WHAT IS BEING ASKED: Show the lines of the material that contain the word "below".

RECORDED INFORMATION:
+++

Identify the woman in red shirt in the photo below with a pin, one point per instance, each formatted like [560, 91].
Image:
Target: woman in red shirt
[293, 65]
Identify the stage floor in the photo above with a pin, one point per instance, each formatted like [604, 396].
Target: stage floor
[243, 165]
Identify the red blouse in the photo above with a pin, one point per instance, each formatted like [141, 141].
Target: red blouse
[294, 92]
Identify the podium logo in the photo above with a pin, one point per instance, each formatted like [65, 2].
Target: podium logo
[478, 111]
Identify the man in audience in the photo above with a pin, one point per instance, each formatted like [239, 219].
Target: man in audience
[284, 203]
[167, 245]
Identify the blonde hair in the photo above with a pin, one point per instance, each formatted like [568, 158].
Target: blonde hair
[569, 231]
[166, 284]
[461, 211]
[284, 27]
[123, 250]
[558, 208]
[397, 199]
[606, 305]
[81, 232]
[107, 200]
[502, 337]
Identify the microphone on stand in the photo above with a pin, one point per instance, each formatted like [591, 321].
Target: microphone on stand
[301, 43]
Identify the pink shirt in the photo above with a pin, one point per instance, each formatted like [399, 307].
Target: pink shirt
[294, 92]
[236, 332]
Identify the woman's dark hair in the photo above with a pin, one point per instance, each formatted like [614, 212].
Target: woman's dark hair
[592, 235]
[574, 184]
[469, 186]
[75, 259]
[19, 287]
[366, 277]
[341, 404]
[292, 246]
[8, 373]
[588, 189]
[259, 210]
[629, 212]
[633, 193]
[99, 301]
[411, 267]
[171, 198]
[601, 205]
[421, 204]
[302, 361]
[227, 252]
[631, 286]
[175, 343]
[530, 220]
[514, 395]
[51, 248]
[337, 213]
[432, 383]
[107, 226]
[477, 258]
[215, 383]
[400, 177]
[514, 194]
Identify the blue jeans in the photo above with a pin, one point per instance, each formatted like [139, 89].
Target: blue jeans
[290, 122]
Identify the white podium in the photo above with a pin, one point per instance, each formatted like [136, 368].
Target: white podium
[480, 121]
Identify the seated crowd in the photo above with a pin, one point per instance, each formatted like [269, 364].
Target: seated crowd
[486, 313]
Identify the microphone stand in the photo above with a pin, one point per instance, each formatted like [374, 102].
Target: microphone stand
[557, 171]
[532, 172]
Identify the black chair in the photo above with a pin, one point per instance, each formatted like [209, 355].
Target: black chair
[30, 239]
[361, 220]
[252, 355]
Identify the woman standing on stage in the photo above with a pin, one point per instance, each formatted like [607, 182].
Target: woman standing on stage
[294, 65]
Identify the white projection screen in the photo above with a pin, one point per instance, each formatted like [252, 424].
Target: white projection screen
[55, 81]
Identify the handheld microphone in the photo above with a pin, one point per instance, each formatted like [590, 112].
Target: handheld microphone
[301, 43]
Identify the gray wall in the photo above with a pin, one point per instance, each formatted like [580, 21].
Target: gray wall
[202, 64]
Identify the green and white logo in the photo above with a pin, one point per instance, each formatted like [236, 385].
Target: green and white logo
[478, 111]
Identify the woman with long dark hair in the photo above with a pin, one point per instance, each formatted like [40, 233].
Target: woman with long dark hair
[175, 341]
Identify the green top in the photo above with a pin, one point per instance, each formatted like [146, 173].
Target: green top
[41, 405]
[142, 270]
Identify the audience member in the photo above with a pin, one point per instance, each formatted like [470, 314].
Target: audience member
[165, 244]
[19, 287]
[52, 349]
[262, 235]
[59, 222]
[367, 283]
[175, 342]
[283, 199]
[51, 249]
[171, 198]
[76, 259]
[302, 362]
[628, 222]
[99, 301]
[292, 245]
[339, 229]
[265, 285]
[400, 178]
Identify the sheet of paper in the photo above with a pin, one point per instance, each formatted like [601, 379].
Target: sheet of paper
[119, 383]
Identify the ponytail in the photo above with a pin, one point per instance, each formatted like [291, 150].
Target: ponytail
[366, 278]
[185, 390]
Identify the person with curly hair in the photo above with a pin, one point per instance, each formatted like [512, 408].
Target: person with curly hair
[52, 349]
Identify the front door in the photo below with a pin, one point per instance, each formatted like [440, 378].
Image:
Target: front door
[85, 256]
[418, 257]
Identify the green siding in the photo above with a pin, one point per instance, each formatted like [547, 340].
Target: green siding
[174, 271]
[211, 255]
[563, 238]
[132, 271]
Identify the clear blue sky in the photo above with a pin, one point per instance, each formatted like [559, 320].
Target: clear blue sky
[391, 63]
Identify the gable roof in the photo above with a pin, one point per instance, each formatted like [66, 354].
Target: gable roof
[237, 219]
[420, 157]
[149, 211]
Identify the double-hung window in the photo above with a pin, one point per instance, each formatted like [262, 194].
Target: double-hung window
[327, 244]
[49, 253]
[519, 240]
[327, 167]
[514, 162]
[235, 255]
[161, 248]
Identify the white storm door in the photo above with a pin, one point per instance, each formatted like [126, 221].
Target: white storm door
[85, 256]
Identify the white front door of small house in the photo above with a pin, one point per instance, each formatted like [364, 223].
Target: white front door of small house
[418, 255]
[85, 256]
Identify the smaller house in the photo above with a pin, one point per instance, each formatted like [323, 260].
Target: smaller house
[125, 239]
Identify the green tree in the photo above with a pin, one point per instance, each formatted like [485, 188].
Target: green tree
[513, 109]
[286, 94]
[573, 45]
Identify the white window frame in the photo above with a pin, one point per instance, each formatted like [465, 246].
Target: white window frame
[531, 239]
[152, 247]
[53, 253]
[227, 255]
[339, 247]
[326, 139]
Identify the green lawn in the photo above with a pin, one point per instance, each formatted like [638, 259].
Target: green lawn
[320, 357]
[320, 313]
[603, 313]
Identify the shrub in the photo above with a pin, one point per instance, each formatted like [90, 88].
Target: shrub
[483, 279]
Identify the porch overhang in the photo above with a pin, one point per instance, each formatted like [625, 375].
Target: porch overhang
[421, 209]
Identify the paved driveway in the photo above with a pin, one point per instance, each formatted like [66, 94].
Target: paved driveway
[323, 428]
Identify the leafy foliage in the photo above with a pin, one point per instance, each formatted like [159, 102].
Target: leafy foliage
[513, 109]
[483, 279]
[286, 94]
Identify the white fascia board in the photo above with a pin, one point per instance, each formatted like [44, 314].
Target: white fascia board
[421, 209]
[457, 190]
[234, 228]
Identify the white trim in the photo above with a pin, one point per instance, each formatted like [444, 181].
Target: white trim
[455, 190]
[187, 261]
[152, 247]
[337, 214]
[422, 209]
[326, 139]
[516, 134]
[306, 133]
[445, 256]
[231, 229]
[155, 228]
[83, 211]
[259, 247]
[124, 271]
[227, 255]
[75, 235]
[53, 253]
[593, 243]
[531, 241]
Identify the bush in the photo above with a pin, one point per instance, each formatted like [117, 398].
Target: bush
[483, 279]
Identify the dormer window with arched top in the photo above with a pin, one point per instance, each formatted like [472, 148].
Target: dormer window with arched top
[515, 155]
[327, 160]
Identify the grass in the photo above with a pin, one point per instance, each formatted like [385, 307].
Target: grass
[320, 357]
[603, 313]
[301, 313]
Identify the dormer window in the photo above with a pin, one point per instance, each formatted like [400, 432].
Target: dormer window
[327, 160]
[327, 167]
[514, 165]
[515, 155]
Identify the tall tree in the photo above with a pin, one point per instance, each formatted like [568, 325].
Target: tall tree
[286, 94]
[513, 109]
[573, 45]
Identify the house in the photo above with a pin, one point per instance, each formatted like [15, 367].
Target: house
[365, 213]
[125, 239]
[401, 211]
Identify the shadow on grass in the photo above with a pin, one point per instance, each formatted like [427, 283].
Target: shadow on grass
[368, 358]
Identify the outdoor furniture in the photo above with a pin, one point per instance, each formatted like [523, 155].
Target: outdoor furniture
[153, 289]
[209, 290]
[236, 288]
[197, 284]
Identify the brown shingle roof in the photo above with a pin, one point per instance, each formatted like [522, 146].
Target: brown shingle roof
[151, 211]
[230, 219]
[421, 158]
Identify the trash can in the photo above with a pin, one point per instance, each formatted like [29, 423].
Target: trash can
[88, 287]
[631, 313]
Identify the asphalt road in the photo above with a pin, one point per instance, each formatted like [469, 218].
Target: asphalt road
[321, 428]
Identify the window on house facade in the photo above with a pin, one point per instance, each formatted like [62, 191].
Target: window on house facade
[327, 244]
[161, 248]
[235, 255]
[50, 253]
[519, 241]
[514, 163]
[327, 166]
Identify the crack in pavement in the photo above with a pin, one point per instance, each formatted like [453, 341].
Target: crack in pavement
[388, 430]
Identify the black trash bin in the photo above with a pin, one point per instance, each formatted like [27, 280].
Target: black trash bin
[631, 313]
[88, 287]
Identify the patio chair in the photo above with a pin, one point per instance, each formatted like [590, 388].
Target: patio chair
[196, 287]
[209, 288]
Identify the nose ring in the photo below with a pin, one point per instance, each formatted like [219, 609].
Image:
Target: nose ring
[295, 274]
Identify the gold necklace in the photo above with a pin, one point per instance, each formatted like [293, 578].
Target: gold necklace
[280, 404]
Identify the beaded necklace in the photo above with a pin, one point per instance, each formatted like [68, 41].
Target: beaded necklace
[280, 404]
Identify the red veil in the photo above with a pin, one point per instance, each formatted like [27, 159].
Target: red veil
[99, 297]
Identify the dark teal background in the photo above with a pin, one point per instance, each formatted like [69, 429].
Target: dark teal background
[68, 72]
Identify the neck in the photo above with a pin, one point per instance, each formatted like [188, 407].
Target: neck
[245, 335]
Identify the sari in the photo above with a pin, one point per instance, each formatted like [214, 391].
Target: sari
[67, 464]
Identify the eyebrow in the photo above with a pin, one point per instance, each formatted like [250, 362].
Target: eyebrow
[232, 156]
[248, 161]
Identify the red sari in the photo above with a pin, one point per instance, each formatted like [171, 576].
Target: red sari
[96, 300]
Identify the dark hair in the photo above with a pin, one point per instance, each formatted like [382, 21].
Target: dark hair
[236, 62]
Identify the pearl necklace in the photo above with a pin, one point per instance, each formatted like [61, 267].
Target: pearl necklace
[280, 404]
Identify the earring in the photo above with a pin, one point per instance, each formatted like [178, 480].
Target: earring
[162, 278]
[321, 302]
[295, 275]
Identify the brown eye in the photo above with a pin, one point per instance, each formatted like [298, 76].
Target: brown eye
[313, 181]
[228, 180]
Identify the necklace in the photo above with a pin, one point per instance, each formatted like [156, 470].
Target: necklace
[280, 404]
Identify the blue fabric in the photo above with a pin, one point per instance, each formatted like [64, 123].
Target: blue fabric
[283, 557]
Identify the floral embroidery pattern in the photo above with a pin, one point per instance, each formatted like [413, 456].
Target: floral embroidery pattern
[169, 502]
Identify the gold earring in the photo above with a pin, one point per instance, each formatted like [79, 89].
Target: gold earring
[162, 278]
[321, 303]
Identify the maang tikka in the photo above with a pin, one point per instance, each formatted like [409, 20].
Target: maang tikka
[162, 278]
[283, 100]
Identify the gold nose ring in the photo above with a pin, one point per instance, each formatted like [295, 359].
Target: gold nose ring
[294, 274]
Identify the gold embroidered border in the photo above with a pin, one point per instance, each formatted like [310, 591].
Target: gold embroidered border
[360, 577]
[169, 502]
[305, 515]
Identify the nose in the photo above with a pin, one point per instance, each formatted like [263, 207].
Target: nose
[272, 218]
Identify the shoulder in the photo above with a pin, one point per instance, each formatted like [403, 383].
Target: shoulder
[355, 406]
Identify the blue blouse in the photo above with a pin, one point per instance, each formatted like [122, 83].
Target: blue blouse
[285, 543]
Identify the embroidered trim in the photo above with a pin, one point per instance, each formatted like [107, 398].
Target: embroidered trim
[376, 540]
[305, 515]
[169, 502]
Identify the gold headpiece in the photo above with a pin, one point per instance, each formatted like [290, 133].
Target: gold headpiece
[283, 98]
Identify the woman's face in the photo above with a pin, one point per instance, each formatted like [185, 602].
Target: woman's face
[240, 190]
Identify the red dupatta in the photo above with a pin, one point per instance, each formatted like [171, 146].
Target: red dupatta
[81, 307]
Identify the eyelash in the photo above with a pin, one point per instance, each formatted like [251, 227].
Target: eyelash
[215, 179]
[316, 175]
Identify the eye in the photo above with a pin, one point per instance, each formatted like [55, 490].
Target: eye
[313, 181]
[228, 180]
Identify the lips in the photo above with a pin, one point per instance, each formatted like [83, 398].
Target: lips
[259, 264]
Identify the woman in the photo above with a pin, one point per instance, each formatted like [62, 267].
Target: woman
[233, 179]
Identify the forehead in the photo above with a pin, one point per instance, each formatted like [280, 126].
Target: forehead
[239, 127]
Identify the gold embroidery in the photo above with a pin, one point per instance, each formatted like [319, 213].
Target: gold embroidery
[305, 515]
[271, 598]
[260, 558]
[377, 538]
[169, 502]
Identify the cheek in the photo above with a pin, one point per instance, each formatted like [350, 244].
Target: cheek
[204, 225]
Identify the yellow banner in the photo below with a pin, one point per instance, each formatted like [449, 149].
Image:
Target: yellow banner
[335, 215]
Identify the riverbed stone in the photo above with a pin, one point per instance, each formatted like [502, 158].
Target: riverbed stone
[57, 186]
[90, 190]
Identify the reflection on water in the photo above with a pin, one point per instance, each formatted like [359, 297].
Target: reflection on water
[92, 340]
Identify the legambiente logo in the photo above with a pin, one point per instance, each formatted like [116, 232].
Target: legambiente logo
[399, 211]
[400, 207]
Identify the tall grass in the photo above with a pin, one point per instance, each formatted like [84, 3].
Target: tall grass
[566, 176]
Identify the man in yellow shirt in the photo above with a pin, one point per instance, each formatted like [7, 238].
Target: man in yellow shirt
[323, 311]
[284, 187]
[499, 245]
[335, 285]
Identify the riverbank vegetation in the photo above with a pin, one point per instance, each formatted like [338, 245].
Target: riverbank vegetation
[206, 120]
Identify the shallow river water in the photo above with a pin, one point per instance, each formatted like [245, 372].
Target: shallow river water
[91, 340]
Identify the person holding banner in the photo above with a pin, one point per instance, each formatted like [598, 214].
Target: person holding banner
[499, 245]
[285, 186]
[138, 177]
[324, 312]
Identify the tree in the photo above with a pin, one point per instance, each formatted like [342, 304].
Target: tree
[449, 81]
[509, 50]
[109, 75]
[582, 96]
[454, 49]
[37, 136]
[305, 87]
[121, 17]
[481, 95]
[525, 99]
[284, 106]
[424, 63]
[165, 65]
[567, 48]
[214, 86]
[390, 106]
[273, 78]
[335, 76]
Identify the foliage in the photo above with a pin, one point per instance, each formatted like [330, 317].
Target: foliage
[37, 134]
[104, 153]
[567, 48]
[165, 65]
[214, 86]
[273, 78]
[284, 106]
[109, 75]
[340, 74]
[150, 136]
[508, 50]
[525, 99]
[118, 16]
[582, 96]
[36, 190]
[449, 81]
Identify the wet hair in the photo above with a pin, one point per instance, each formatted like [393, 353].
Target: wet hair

+++

YOUR SOLUTION:
Identify the woman in red shirt in the photo below with a pin, one point per instance, each formatted like [560, 91].
Identify the front door in the photo below with a pin, one point per instance, each formatted like [440, 378].
Identify the nose ring in the photo below with a pin, one point per instance, each formatted like [219, 609].
Identify the yellow banner in the photo below with a pin, one point per instance, each formatted like [449, 149].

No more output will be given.